>> Begin Data lines

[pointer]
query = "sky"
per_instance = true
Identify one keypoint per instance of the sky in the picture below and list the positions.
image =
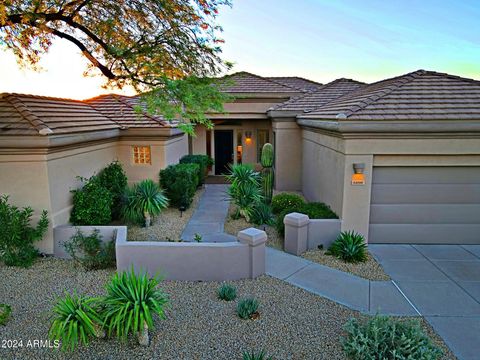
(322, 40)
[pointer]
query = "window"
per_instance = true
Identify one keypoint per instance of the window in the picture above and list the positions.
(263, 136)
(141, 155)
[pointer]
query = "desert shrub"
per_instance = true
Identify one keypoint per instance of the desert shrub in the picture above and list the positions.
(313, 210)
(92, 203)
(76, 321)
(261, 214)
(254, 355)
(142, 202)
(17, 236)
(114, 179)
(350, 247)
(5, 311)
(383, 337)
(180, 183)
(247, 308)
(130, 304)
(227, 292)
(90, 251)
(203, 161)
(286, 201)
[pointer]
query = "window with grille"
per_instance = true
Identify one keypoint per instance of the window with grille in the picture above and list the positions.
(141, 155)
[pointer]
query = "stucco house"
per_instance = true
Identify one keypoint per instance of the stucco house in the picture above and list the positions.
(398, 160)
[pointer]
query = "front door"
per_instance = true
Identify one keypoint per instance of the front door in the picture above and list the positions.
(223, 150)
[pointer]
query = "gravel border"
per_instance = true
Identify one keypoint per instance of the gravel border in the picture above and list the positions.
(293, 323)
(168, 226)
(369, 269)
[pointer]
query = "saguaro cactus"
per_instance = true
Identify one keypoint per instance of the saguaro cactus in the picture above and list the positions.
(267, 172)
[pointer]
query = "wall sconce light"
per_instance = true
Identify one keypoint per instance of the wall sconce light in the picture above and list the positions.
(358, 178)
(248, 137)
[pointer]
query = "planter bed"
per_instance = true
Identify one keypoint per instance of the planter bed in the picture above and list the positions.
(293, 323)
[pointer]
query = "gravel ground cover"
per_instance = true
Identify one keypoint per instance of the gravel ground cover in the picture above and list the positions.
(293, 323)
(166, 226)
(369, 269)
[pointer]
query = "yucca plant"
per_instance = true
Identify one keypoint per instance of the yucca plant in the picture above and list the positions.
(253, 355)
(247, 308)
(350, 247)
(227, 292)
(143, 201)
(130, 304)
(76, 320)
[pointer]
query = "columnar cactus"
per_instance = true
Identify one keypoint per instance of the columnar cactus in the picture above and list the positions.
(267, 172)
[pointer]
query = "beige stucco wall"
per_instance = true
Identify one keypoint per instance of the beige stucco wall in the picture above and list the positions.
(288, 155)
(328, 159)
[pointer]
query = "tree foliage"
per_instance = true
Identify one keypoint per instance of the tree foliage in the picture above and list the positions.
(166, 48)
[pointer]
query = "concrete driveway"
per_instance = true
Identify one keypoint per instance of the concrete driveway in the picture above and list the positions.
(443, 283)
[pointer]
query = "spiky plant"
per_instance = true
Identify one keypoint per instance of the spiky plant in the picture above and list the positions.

>> End Data lines

Goal of the exercise » State how many of the lines above contain the word "foliage". Reply with the number alone.

Reply to the exercise » 2